• **DOCUMENT EXCERPT**
Moreover, the first section 12 is placed on top of the second
section 15 such that the end of the exit channel 10 opposite to the
valve bore 28 mates with the passage 13, thereby forming a portion
of the fluid exit conduit 29, and the second section 15 is placed
on top of the third section 16 such that the passage 13 mates with
the passage 17, thereby completing the fluid exit conduit 29 and
providing the fluid exit aperture 30. The placement of the first
section 12 on top of the second section 15 and the second section
15 on top of the third section 16 with the proper alignment also
forms the passageway 25, as the passageway 25 is identical to the
passageway 22. The first section 12, the second section 15, and the
third section 16 are bonded together using any suitable means to
create a watertight and leak-proof seal, such as an adhesive,
solvent, screws or the like.
[0028] It should be understood that the locations of the fluid
entry aperture 26 and the fluid entry conduit 27 in the second
section 15 and the majority of the fluid exit conduit 29 in the
first section are exemplary only, and that the locations may be
different such as, for example, the fluid entry aperture 26 and the
fluid entry conduit 27 may be in the first section 12 or the third
section 16 while the fluid exit conduit 29 may be in the second
section. Further, it should be understood that, while the channels
have been described as located in a single section 12, 15, or 16, a
complementary channel in an opposite section 12, 15, or 16 might be
included. Still further, it should be understood that, where
appropriate, a pin may be inserted into a section mold for the
formation an actual conduit through the section rather than a
channel.

• **TO BE DONE**
**1)** From the patent excerpt, reproduce the passage starting with "Moreover, the first" and going on through "or the like.".
**2)** Condense the paragraph of the patent excerpt that begins "It should be understood that the locations" into a bulleted list that keeps its main facts.

• **GIVEN INFORMATION**

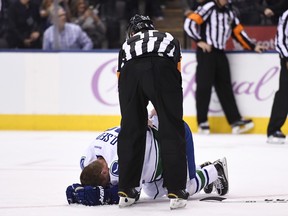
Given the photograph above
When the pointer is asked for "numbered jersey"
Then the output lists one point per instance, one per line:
(105, 145)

• **SOLUTIONS TO THE EXERCISE**
**1)**
Moreover, the first section 12 is placed on top of the second
section 15 such that the end of the exit channel 10 opposite to the
valve bore 28 mates with the passage 13, thereby forming a portion
of the fluid exit conduit 29, and the second section 15 is placed
on top of the third section 16 such that the passage 13 mates with
the passage 17, thereby completing the fluid exit conduit 29 and
providing the fluid exit aperture 30. The placement of the first
section 12 on top of the second section 15 and the second section
15 on top of the third section 16 with the proper alignment also
forms the passageway 25, as the passageway 25 is identical to the
passageway 22. The first section 12, the second section 15, and the
third section 16 are bonded together using any suitable means to
create a watertight and leak-proof seal, such as an adhesive,
solvent, screws or the like.

**2)**
- The placements described are only examples: the fluid entry aperture 26 and fluid entry conduit 27 in the second section 15, and most of the fluid exit conduit 29 in the first section.
- These locations may differ. For example, the entry aperture 26 and entry conduit 27 could be in the first section 12 or the third section 16, with the exit conduit 29 in the second section.
- Although each channel is described as located in a single section (12, 15, or 16), a complementary channel in an opposite section might be included.
- Where appropriate, a pin may be inserted into a section mold to form an actual conduit through the section instead of a channel.